Start RECORDS SHOWN

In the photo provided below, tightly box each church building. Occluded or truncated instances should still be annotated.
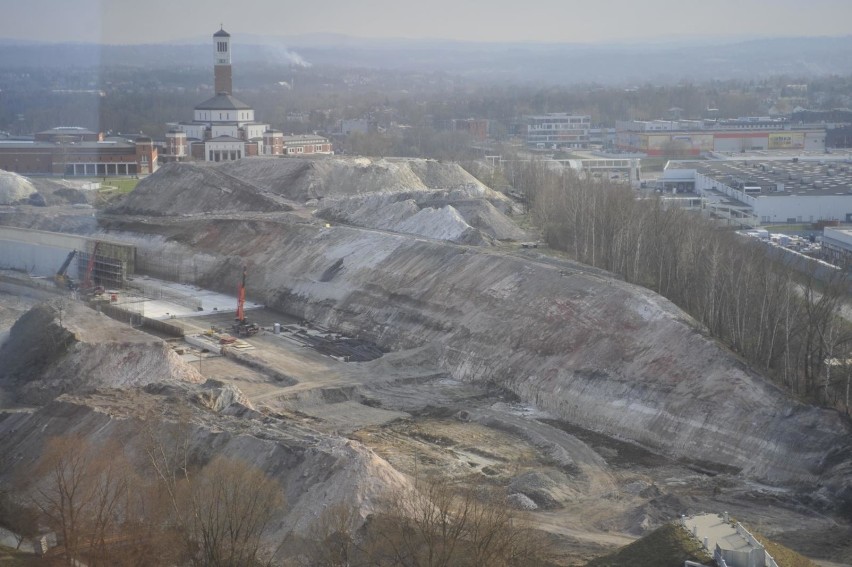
[160,29,332,161]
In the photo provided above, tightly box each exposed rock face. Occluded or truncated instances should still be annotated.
[109,158,525,244]
[118,222,852,504]
[0,170,38,205]
[0,383,408,536]
[0,301,203,404]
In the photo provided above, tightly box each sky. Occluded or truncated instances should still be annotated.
[0,0,852,44]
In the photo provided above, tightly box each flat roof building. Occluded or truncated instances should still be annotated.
[524,112,592,150]
[615,117,826,156]
[0,134,158,177]
[659,158,852,226]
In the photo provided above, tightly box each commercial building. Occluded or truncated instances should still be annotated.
[615,117,826,156]
[453,118,489,142]
[281,134,333,156]
[822,226,852,266]
[658,156,852,226]
[161,29,332,161]
[524,112,592,150]
[0,126,158,177]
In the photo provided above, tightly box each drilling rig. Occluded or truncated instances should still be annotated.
[231,266,260,337]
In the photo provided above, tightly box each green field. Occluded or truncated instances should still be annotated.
[89,177,139,207]
[586,524,713,567]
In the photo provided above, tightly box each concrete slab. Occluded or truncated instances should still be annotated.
[114,276,262,320]
[686,514,750,554]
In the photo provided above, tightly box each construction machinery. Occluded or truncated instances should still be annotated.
[83,241,104,295]
[231,266,260,337]
[53,250,77,290]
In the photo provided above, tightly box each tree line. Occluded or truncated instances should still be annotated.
[0,420,554,567]
[504,162,852,413]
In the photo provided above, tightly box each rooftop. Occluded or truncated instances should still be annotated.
[195,93,251,110]
[666,159,852,197]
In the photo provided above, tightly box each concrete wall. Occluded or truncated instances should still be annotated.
[0,227,88,278]
[0,226,136,279]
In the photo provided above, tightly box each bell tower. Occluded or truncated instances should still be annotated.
[213,26,231,94]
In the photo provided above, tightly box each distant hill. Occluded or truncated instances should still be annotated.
[0,35,852,84]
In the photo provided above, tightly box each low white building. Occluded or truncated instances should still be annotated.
[525,112,592,150]
[658,158,852,225]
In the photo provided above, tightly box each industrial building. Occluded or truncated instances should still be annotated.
[0,126,158,177]
[453,118,489,142]
[615,117,826,156]
[658,156,852,226]
[822,226,852,266]
[161,29,333,162]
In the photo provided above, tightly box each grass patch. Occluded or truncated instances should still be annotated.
[586,524,714,567]
[0,545,44,567]
[746,527,819,567]
[92,177,139,207]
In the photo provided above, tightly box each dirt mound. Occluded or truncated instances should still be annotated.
[113,158,509,216]
[0,169,38,205]
[0,301,202,404]
[509,470,579,510]
[315,185,526,244]
[453,199,530,241]
[120,217,850,496]
[0,383,410,549]
[31,177,96,206]
[107,163,291,220]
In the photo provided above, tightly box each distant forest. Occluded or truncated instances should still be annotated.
[0,55,852,154]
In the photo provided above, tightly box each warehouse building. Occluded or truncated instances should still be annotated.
[658,158,852,226]
[616,117,826,156]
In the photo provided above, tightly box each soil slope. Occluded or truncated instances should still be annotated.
[118,217,852,510]
[0,301,203,404]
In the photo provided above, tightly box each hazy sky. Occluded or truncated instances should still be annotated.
[0,0,852,44]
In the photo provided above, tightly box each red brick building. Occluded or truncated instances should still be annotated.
[0,127,157,177]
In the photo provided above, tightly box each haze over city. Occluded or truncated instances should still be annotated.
[5,0,852,44]
[0,0,852,567]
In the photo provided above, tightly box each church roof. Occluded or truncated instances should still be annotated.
[207,135,243,142]
[195,93,251,110]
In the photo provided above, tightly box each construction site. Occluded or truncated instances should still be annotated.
[0,157,852,566]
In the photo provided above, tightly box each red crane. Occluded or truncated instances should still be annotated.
[237,266,248,323]
[83,240,101,290]
[233,266,260,337]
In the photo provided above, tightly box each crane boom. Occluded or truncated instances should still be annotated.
[237,266,247,322]
[83,241,101,289]
[233,266,260,337]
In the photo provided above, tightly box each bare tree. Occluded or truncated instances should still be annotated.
[28,435,127,565]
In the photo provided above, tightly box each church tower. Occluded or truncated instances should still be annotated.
[213,26,231,94]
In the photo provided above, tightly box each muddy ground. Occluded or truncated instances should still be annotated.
[151,309,852,565]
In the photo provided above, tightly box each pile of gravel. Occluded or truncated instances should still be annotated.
[0,170,37,205]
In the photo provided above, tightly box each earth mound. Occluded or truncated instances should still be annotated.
[0,300,203,404]
[107,158,511,225]
[315,191,526,244]
[0,170,38,205]
[106,163,292,216]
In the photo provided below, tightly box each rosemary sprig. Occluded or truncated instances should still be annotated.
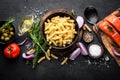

End RECORDS SHOWN

TASK STATEMENT: Count how many of the rows above contain the word "crane", and reply with only that number.

RESULT OF THE EXERCISE: 2